» PROBLEMS TO SOLVE:
**a.** Reproduce the headlamp thread from "Fenix has a" up to and including "by Lupine ....".
**b.** According to the headlamp thread, what LED does the latest version of the Fenix HL60R use?

» GIVEN TEXT:
# # # # #

Thank you for recommendations but I don't currently own a Nitecore product except for their charger. That works well. I was interested in the Zebralight because of the flood beam and warm to neutral colors from XHP35 and use of 18650 batteries


----------



## redvalkyrie (Jan 31, 2017)

The ability to remove the light from the headband is also quite nice. That said, The Fenix Store is only about a mile from me...maybe I should check it out.


----------



## Tachead (Jan 31, 2017)

I am very happy with my Zebralight H600Fd and c MKIII's. They have the perfect all around beam profile, are very light, have plenty of modes, have great tints, have been very rugged so far, and you can choose your preferred temp(4000K or 5000K).


----------



## Kaa_ (Jan 31, 2017)

redvalkyrie said:


> Thank you for recommendations but I don't currently own a Nitecore product except for their charger. That works well. I was interested in the Zebralight because of the flood beam and warm to neutral colors from XHP35 and use of 18650 batteries



Maybe you can check the Fenix HL60R when you are visiting the Fenix store? I have one and use it around the stable and I am very happy with it. I can remove the headband and attach it on the tack of my horse. 

There are different versions of the HL60R. The latest version has Cree U2 led. Hopefully Fenix will upgrade also some headlamps with XHP's in the future.


----------



## hiuintahs (Jan 31, 2017)

redvalkyrie said:


> ..... The Fenix Store is only about a mile from me...maybe I should check it out.


That is very convenient. I have to purchase stuff online and then if I don't like it resell as there is no where to check things out ahead of time before purchasing.

Fenix has a couple of headlamps that are the IP68 rating. They are very reasonable. I picked up a couple of HL25 (Insider Sales discount) and they both had greenish tints. So I replaced the LEDs to my liking and that made a huge improvement towards my liking the headlamp. 3xAAA isn't my favorite but the price was right, so I tolerate it.


----------



## archimedes (Jan 31, 2017)

Expensive, but I like the products being made by Lupine ....


----------



## redvalkyrie (Feb 1, 2017)

Kaa_ said:


> Maybe you can check the Fenix HL60R when you are visiting the Fenix store? I have one and use it around the stable and I am very happy with it. I can remove the headband and attach it on the tack of my horse.

# # # # #

» GIVEN DATA:
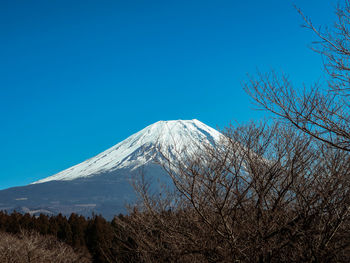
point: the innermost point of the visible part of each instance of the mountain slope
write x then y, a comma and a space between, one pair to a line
102, 184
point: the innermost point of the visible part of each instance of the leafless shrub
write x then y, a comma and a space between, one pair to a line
321, 111
32, 247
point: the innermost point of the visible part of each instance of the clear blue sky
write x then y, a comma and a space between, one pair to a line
77, 77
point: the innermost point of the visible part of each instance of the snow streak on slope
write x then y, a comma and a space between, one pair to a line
141, 148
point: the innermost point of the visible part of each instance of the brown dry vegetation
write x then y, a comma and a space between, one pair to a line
32, 247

# # # # #

» EXPECTED OUTPUTS:
**a.**
Fenix has a couple of headlamps that are the IP68 rating. They are very reasonable. I picked up a couple of HL25 (Insider Sales discount) and they both had greenish tints. So I replaced the LEDs to my liking and that made a huge improvement towards my liking the headlamp. 3xAAA isn't my favorite but the price was right, so I tolerate it.


----------



## archimedes (Jan 31, 2017)

Expensive, but I like the products being made by Lupine ....

**b.** A Cree U2 LED.